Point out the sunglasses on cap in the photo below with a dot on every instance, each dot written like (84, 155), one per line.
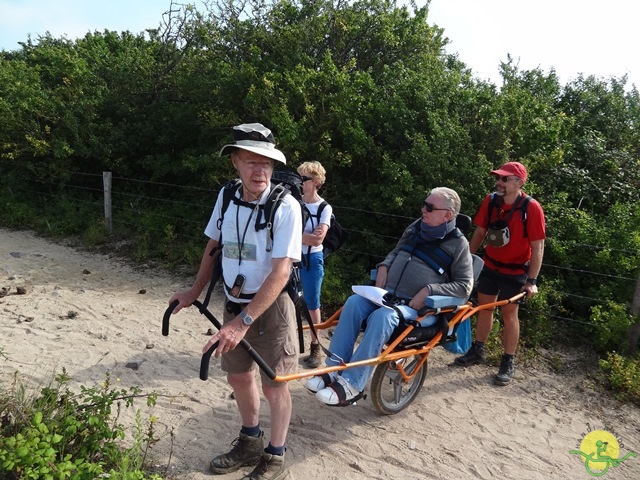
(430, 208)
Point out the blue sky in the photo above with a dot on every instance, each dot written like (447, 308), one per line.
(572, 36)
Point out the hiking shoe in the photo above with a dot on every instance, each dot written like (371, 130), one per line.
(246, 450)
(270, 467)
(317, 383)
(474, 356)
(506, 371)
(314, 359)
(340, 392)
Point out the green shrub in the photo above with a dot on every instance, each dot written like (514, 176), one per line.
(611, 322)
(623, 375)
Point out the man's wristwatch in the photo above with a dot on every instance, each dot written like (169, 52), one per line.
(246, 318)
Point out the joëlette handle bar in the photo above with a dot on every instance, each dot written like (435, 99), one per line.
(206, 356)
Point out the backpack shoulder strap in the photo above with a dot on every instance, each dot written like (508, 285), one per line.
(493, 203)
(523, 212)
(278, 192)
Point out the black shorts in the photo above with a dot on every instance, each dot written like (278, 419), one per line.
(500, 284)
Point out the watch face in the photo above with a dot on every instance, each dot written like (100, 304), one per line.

----------

(TASK DIRECTIONS) Can you rewrite every item above with "Point out" replaced by "Mark", leaving everything else unchanged and omitting the pictures?

(SOLUTION FOR THIS TASK)
Mark the sunglasses on cap in the photo below with a dot on every instance, each dot written like (84, 155), one per line.
(430, 208)
Mark the blue sky in the photo above with a dot on every instance, each dot written like (447, 308), one per line.
(572, 36)
Mark the hiking shoe in the photo above with a dot on every instance, each dot written like (371, 130), one per line.
(246, 450)
(270, 467)
(317, 383)
(474, 356)
(506, 371)
(314, 359)
(340, 392)
Mark the green shrub in the photo above with a dot on every instance, each dot written like (514, 176), one per line.
(611, 322)
(623, 375)
Mark the man's wristwatch in the photo above with a dot on every instance, each dot written like (169, 52), one per line.
(246, 318)
Mark the joëlette handle bar in the photo above with a dot on every instance, each dot written like (435, 99), one per line.
(206, 356)
Mark the backpack shoulder strap in the photo above with a dot on every instance, each dot written like (508, 285), one per line.
(493, 203)
(523, 212)
(278, 192)
Mark the black shorts in the photo above with a dot on every instance, each dot written like (278, 419), one per line.
(500, 284)
Mark the watch face in the photo above with a dot on every instance, each dot written like (100, 304), one per line.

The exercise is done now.